(Saved data entries)
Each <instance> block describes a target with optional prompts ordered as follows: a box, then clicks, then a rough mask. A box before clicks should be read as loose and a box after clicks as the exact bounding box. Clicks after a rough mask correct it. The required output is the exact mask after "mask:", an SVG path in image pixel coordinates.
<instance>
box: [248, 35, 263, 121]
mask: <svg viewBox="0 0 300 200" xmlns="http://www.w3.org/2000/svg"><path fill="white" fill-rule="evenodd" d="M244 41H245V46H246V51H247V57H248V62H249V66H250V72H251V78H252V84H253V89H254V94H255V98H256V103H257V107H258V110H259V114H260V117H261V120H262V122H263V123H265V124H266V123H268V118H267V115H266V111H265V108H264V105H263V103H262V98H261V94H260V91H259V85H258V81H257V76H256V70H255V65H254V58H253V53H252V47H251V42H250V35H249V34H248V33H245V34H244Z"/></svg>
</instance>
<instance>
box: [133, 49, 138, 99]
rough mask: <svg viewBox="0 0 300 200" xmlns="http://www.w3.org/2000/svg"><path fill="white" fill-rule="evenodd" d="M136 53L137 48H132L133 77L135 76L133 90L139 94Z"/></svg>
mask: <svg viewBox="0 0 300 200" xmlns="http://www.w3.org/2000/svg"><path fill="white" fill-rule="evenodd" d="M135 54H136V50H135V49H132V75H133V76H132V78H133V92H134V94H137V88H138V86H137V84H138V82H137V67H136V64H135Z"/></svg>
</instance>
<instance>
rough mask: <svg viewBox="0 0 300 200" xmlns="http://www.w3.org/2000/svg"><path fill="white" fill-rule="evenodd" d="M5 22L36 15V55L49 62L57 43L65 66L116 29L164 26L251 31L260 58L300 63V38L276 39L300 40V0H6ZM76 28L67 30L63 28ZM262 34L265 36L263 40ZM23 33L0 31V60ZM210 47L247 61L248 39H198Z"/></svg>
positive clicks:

## PROBLEM REQUIREMENTS
The lines from the one containing "box: [248, 35, 263, 121]" through the final line of the entries above are to be printed exactly, with nothing added.

## THE ANSWER
box: [248, 35, 263, 121]
mask: <svg viewBox="0 0 300 200" xmlns="http://www.w3.org/2000/svg"><path fill="white" fill-rule="evenodd" d="M244 41H245V46H246V51H247V57H248V62H249V66H250V72H251V78H252V84H253V89H254V94H255V98H256V103H257V107H258V110H259V114H260V117H261V120H262V122H263V123H265V124H266V123H268V118H267V115H266V111H265V108H264V105H263V103H262V98H261V94H260V91H259V85H258V81H257V76H256V70H255V65H254V58H253V53H252V47H251V42H250V35H249V34H248V33H245V34H244Z"/></svg>
</instance>
<instance>
box: [133, 49, 138, 99]
rough mask: <svg viewBox="0 0 300 200" xmlns="http://www.w3.org/2000/svg"><path fill="white" fill-rule="evenodd" d="M136 53L137 48H132L133 77L135 76L133 90L139 94Z"/></svg>
mask: <svg viewBox="0 0 300 200" xmlns="http://www.w3.org/2000/svg"><path fill="white" fill-rule="evenodd" d="M135 54H136V50H135V49H132V75H133V76H132V78H133V92H134V94H137V88H138V86H137V84H138V82H137V67H136V64H135Z"/></svg>
</instance>
<instance>
rough mask: <svg viewBox="0 0 300 200" xmlns="http://www.w3.org/2000/svg"><path fill="white" fill-rule="evenodd" d="M5 22L36 15V55L49 62L57 43L65 66L116 29L164 26L251 31L260 58L300 63V38L276 39L300 40V0H6ZM76 28L67 30L63 28ZM262 34L265 36L263 40ZM23 33L0 31V60ZM210 47L247 61L248 39H198Z"/></svg>
positive clicks:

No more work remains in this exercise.